Exercise: The response must contain every record, repeated exactly.

....

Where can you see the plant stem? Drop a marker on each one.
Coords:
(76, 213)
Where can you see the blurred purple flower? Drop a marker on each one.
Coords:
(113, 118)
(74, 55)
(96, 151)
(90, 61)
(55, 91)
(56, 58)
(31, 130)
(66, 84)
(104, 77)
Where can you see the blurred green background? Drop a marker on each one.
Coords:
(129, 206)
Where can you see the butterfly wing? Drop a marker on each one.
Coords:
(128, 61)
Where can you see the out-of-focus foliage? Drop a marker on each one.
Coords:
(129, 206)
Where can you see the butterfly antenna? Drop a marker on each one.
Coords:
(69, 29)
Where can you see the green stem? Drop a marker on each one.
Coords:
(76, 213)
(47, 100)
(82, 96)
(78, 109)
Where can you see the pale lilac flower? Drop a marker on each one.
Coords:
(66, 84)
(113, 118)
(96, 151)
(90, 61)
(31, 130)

....

Answer to this task:
Where can you see the plant stem? Drop a marker on each one.
Coords:
(76, 213)
Where can you see the blurred purple flower? Drop a marker on each one.
Coords:
(113, 118)
(74, 55)
(96, 151)
(90, 61)
(55, 91)
(56, 58)
(31, 130)
(66, 84)
(104, 77)
Where can you see the blurred green background? Drop a marker on each one.
Coords:
(129, 206)
Where can you see the butterfly wing? Drop a marker on each one.
Coords:
(128, 61)
Where can you see the out-of-focus foliage? Drop a marker on each one.
Coords:
(129, 206)
Where can you see the butterfly antenna? Drop a marker on each one.
Coords:
(69, 29)
Where can you see the green stem? Drop a marker on each one.
Coords:
(76, 213)
(47, 100)
(82, 96)
(78, 109)
Where can you see the pale lilac flower? Drop a marker on each one.
Coords:
(66, 84)
(113, 118)
(96, 151)
(90, 61)
(31, 130)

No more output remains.